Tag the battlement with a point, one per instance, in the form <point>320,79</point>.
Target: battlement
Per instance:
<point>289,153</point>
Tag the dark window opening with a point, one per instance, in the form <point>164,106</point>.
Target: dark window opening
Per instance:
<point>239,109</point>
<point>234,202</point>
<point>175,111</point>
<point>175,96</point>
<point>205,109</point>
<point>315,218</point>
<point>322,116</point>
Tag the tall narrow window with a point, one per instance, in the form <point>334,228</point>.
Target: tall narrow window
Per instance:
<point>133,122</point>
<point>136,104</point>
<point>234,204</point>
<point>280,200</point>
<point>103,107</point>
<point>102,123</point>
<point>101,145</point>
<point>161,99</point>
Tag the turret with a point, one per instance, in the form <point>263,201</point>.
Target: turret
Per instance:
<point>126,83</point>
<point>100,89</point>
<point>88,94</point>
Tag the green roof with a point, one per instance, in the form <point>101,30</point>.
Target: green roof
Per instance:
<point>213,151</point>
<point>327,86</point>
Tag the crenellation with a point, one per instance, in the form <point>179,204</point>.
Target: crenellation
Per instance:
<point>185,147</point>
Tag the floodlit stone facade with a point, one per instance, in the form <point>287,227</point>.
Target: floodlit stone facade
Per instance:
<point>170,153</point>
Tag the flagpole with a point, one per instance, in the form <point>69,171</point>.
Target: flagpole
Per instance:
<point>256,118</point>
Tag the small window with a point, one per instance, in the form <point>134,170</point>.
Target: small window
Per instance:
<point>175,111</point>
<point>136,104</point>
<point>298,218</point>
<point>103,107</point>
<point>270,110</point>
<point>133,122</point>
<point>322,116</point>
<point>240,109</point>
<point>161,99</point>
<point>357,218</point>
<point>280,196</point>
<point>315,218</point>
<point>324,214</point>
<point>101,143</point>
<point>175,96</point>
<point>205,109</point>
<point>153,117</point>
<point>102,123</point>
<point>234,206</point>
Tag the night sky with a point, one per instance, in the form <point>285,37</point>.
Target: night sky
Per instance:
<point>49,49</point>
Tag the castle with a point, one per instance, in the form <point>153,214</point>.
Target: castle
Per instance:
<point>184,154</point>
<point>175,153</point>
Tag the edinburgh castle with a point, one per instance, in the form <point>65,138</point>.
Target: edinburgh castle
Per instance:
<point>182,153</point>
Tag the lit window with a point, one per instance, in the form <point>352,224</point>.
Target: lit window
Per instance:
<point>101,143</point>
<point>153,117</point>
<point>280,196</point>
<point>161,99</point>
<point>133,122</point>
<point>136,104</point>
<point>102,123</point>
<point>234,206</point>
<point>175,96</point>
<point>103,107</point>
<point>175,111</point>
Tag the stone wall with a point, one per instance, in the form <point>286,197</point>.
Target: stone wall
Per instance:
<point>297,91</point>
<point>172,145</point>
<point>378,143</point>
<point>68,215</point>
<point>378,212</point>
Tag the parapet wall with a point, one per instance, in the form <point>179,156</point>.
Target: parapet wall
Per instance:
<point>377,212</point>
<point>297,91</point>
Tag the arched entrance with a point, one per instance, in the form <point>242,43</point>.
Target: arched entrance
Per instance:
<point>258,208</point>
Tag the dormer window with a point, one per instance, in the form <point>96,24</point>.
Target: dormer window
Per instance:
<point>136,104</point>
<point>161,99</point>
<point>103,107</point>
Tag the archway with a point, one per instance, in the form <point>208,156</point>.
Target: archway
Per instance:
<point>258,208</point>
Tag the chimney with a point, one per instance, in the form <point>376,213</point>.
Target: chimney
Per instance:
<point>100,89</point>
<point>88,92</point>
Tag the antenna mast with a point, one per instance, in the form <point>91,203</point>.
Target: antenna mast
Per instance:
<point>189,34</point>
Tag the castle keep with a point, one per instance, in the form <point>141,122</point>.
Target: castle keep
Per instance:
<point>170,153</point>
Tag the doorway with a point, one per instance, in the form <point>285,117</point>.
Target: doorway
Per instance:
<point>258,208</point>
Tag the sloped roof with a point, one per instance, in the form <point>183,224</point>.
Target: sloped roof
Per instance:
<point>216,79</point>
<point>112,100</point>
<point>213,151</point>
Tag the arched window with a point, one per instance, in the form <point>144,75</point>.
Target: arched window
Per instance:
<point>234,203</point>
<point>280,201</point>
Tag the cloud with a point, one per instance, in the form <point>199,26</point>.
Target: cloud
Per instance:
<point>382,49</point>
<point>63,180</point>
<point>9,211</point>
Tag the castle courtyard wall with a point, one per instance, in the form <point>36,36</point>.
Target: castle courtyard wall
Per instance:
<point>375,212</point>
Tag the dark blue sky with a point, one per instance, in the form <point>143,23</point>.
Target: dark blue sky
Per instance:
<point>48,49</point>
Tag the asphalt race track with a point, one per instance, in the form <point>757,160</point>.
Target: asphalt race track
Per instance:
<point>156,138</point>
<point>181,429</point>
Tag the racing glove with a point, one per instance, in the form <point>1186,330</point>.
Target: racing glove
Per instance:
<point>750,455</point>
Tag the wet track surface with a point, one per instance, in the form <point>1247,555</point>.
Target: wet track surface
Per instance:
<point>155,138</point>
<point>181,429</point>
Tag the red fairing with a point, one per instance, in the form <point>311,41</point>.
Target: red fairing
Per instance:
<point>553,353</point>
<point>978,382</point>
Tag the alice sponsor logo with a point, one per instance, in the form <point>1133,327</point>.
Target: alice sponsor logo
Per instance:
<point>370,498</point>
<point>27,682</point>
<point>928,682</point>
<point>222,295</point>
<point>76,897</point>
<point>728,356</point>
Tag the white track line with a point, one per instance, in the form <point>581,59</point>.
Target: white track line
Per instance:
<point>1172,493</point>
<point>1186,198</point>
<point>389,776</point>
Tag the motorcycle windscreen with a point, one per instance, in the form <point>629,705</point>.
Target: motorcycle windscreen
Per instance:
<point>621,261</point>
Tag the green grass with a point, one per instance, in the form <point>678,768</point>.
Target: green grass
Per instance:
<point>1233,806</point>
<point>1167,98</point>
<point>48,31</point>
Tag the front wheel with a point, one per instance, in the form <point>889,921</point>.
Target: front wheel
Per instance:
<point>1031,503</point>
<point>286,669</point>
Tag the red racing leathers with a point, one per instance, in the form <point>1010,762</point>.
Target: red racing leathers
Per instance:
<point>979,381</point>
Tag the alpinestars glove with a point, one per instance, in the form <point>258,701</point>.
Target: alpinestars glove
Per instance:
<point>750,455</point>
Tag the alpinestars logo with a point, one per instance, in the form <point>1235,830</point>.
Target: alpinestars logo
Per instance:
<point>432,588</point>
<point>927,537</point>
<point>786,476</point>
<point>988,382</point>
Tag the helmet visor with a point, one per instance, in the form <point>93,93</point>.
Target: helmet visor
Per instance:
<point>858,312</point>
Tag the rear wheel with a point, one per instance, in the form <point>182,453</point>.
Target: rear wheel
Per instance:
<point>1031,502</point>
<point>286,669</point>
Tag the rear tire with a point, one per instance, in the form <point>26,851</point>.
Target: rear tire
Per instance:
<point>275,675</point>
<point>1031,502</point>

> Stated goal
Output every line of the listing above verbatim.

> Exercise output
Tag the battlement with a point, one per instance, in the form <point>320,79</point>.
Target: battlement
Per instance:
<point>289,153</point>
Tag the dark window opening with a point, one per instance, in the form <point>164,106</point>.
Target: dark window opening
Per instance:
<point>239,109</point>
<point>234,202</point>
<point>175,111</point>
<point>175,96</point>
<point>205,109</point>
<point>315,218</point>
<point>322,116</point>
Tag the tall narrow window with a point, one per instance, in the form <point>334,228</point>.
Target: tall narrow window
Per instance:
<point>133,122</point>
<point>136,104</point>
<point>234,204</point>
<point>280,200</point>
<point>103,107</point>
<point>102,123</point>
<point>101,145</point>
<point>161,99</point>
Tag the turret with a point, one per instance, in the form <point>263,201</point>.
Target: turret
Per instance:
<point>126,83</point>
<point>100,89</point>
<point>88,94</point>
Tag the green roof with a point, one per instance, in the form <point>101,30</point>.
Target: green roof
Per instance:
<point>213,151</point>
<point>327,86</point>
Tag the crenellation with a point, one per instance, in the form <point>179,204</point>.
Target: crenellation
Per instance:
<point>185,147</point>
Tag the floodlit stone facade with a point, one per instance, in the form <point>287,227</point>.
Target: floodlit stone facade
Per instance:
<point>170,153</point>
Tag the flagpole with a point, one per instance, in the form <point>69,171</point>.
Target: flagpole
Per instance:
<point>256,118</point>
Tag the small window with a point, one per instance, in the form <point>134,170</point>.
Target: small window
Per instance:
<point>175,111</point>
<point>136,104</point>
<point>298,218</point>
<point>103,107</point>
<point>270,110</point>
<point>133,122</point>
<point>322,116</point>
<point>240,109</point>
<point>161,99</point>
<point>357,218</point>
<point>280,196</point>
<point>315,218</point>
<point>324,214</point>
<point>101,143</point>
<point>175,96</point>
<point>205,109</point>
<point>153,117</point>
<point>102,123</point>
<point>234,206</point>
Tag the night sky with a point, one per instance, in the form <point>285,37</point>.
Target: night sky
Per instance:
<point>49,49</point>
Tag the castle with a point, one per instance, in the form <point>153,214</point>.
Target: castle
Per instance:
<point>184,154</point>
<point>175,153</point>
Tag the edinburgh castle with a point, one per instance, in the form <point>65,138</point>.
Target: edinburgh castle
Per instance:
<point>182,153</point>
Tag the lit window with a point, one per instance, in the form <point>352,224</point>.
Target: lit window
Per instance:
<point>101,143</point>
<point>153,117</point>
<point>280,196</point>
<point>161,99</point>
<point>133,122</point>
<point>136,104</point>
<point>102,123</point>
<point>234,206</point>
<point>175,96</point>
<point>103,107</point>
<point>175,111</point>
Tag the stone wall with a point, one per instance, in the form <point>286,197</point>.
Target: stone wall
Per instance:
<point>297,91</point>
<point>172,145</point>
<point>378,143</point>
<point>68,215</point>
<point>378,212</point>
Tag the parapet wall with a point, one per instance, in the form <point>179,156</point>.
Target: parapet wall
Per instance:
<point>377,212</point>
<point>297,91</point>
Tag the arched entrance with a point, one per instance, in the form <point>242,43</point>.
Target: arched entrance
Per instance:
<point>258,208</point>
Tag the dormer window with a point, one per instance, in the form <point>96,24</point>.
Target: dormer window
Per instance:
<point>136,104</point>
<point>161,99</point>
<point>103,107</point>
Tag the archway with a point, one per instance, in the form <point>208,156</point>.
Target: archway
Per instance:
<point>258,208</point>
Tag the chimney with a point, one per instance, in the form <point>376,213</point>.
Target: chimney
Per instance:
<point>100,89</point>
<point>88,92</point>
Tag the antenna mast with a point, one per instance, in the form <point>91,203</point>.
Target: antenna mast
Per instance:
<point>189,34</point>
Tag the castle keep with a point, one per instance, in the form <point>141,122</point>.
Target: castle keep
Per instance:
<point>170,153</point>
Tag the doorway with a point, one per instance, in the form <point>285,117</point>.
Target: doorway
Per instance:
<point>258,208</point>
Tag the sloped roof with a point, one per instance, in the form <point>183,224</point>.
Target: sloped roof
Per instance:
<point>216,79</point>
<point>112,100</point>
<point>213,151</point>
Tag the arched window with a point, one per instance, in the form <point>144,75</point>.
Target: arched window
Per instance:
<point>234,203</point>
<point>280,201</point>
Tag the cloud with a point, one per instance, in the form <point>199,26</point>.
Target: cloud
Per instance:
<point>382,49</point>
<point>63,180</point>
<point>9,211</point>
Tag the castle courtyard wall with a point, one per instance, in the form <point>36,36</point>.
Target: castle courtyard wall
Per instance:
<point>375,212</point>
Tag the dark blue sky with a point, one per instance, in the form <point>143,23</point>.
Target: dark blue sky
Per instance:
<point>48,49</point>
Tag the asphalt race track with a point, one per instance, in the form <point>757,160</point>.
Target: asphalt race track
Per instance:
<point>156,138</point>
<point>181,429</point>
Tag the racing glove with a point, one per instance, in the form <point>1186,330</point>.
Target: racing glove
Per instance:
<point>750,455</point>
Tag the wet track surface with a point, one per instance, in the form <point>1247,555</point>.
Target: wet track surface
Per instance:
<point>155,138</point>
<point>181,429</point>
Tag the red fairing with a point, one per instance, in the form <point>311,41</point>.
Target: red fairing
Per instance:
<point>553,353</point>
<point>978,382</point>
Tag the alice sponsor logo with a point, one per instance, in the form <point>1133,327</point>.
Target: alice sponsor logo
Per instance:
<point>370,498</point>
<point>27,682</point>
<point>928,682</point>
<point>222,295</point>
<point>76,897</point>
<point>728,356</point>
Tag the white track line with a point, one per instance, in the form <point>581,59</point>.
Target: white track line
Per instance:
<point>1172,493</point>
<point>1186,198</point>
<point>389,776</point>
Tag the motorcycle windscreen with a point, one per instance, in the form <point>629,705</point>.
Target: motorcycle windscreen
Per instance:
<point>621,261</point>
Tag the green grass with a point, one per instance, in the form <point>678,768</point>.
Target: green grass
Per instance:
<point>1233,806</point>
<point>1167,98</point>
<point>48,31</point>
Tag the front wheel with a point, one per instance, in the form <point>889,921</point>.
Target: front wheel
Per instance:
<point>1031,503</point>
<point>286,669</point>
Tag the red racing leathers with a point, one per instance, in the form <point>1010,762</point>.
Target: red racing leathers
Per instance:
<point>979,381</point>
Tag the alpinestars glove with a point, one per instance, in the form <point>258,701</point>.
Target: alpinestars glove
Per instance:
<point>750,455</point>
Tag the alpinestars logo with a point, one per instance, in the form <point>1235,830</point>.
Target: alpinestars logo
Per instance:
<point>432,588</point>
<point>927,537</point>
<point>786,476</point>
<point>988,382</point>
Tag the helmet visor with a point, one per instance, in the form <point>93,93</point>.
Target: helmet visor
Per instance:
<point>858,312</point>
Tag the rear wheel with a point, one per instance, in the form <point>182,453</point>.
Target: rear wheel
Per instance:
<point>1031,502</point>
<point>286,669</point>
Tag the rear tire with a point, one per instance, in the form <point>26,851</point>.
Target: rear tire
Per instance:
<point>275,675</point>
<point>1031,502</point>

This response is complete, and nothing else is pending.